**Instruction**. Write out every date that appears in the post headings of the forum thread below, in the order they occur.

**Extracted text**.
#####
Can you tell us more about the motor?


----------



## NeverEnuffBass (Oct 25, 2007)

Car looks even better in person!


----------



## circa40 (Jan 20, 2008)

Man you got some serious coinage in your car. It looks hot!
Oh yeah, neat system too 

I like the OS Datsun in the background of the motor shot too


----------



## rekd0514 (Sep 24, 2006)

Caching$, Looks great! What is that NA motor making? I would like to know as well.


----------



## tommyd (Nov 7, 2007)

Beautiful. Nice car all together.


----------



## kiko (Feb 1, 2008)

nice car man !!

i always liked the ''Z'' nissan.

nice amp you got there bro


----------



## [email protected] (Jun 21, 2007)

Thanks again for all the kind words. Here are the specs on the motor build...
#####
**Entries**.
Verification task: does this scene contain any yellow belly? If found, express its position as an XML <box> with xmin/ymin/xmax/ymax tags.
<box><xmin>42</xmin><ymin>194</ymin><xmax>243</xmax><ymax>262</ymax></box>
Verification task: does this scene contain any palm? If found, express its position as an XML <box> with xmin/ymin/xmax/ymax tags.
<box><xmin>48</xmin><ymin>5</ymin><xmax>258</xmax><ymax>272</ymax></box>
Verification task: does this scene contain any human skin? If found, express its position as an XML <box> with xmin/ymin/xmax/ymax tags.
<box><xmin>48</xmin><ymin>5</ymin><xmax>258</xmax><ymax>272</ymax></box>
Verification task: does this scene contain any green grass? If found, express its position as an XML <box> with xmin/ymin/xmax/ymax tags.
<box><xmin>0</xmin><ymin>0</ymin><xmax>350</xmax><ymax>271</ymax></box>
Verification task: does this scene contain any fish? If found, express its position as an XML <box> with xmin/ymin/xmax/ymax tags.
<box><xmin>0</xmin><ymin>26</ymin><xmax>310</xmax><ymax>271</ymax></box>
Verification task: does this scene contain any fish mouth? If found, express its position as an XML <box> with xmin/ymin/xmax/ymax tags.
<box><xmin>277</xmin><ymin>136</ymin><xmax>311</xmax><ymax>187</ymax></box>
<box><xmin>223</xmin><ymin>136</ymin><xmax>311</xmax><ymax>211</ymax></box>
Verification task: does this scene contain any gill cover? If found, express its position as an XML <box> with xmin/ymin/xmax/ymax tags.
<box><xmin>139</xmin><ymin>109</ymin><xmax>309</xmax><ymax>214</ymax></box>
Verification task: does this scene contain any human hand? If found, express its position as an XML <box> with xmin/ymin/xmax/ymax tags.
#####
**Solved problem**.
Oct 25, 2007
Jan 20, 2008
Sep 24, 2006
Nov 7, 2007
Feb 1, 2008
Jun 21, 2007